** Begin Record list **

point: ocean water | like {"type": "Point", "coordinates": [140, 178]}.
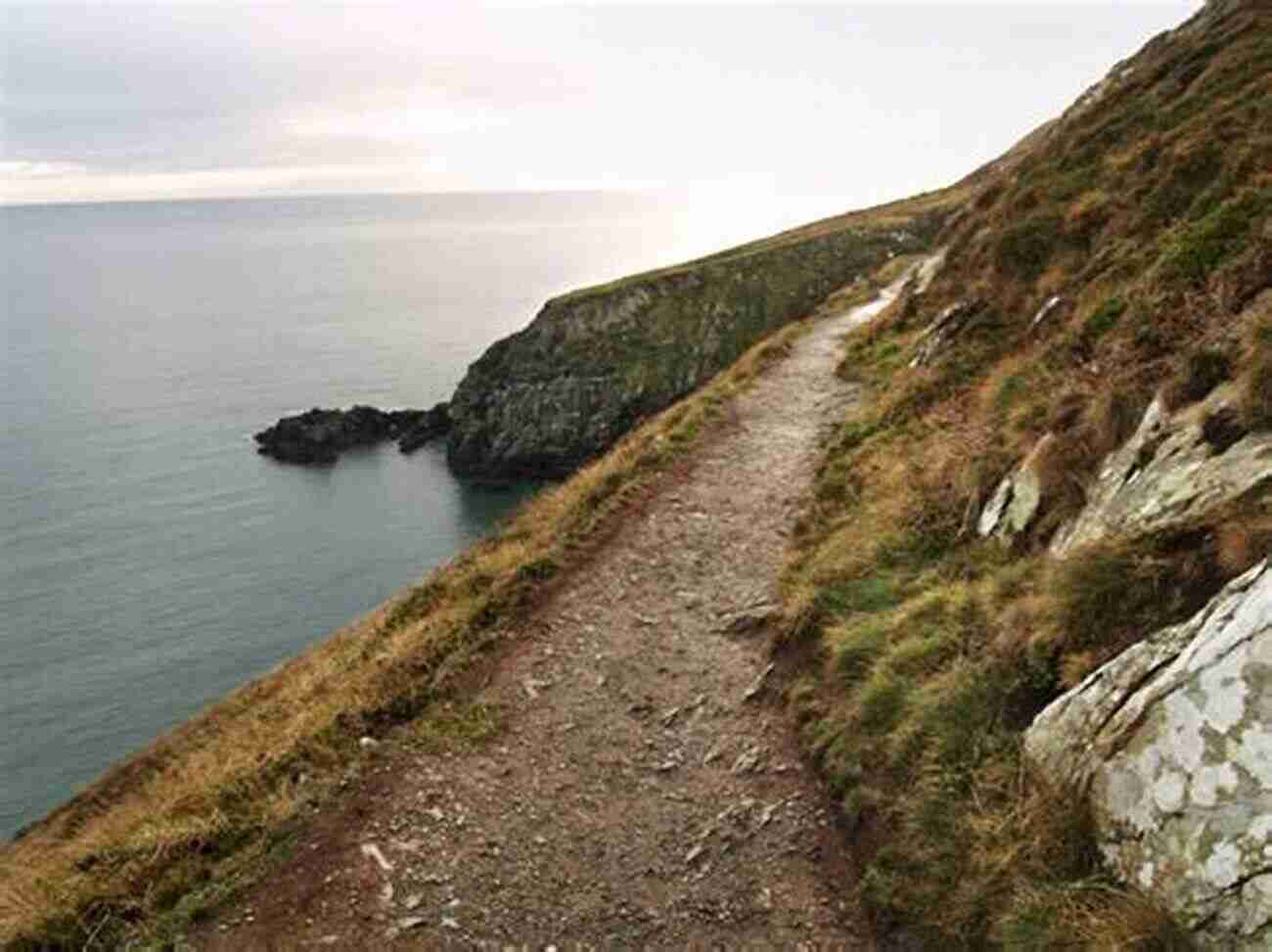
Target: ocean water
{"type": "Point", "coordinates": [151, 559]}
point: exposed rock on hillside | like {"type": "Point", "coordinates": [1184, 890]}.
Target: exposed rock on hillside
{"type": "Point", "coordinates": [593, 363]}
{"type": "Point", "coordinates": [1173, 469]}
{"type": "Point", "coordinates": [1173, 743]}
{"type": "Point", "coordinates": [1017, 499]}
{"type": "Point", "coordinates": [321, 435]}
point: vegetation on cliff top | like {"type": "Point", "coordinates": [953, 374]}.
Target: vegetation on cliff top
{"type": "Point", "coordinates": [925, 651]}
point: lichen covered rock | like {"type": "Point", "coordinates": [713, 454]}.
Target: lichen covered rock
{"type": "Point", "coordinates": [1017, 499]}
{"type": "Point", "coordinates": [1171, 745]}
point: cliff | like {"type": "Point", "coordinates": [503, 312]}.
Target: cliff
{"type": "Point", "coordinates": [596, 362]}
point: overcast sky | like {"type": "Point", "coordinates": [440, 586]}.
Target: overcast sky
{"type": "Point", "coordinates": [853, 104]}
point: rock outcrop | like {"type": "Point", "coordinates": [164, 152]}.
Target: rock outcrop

** End Record list **

### [Task]
Reproduce verbatim every line from the one containing "point: rock outcrop" through the final line of the material, including both.

### [Result]
point: rock outcrop | like {"type": "Point", "coordinates": [164, 152]}.
Target: rock outcrop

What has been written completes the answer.